(Position annotation records)

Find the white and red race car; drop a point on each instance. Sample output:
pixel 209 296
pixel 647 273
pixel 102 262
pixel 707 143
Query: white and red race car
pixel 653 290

### TASK OBJECTIVE
Lay out these lines as a Markdown table with the columns "Row" and "Line," numbering each row and leaving out any blank lines.

### RESULT FOR THIS EXERCISE
| Row | Line |
|---|---|
| 1 | Find the white and red race car; drop a point on each instance. Sample output: |
| 2 | pixel 209 296 |
| 3 | pixel 647 273 |
| 4 | pixel 102 262 |
| 5 | pixel 707 143 |
| 6 | Query: white and red race car |
| 7 | pixel 653 290 |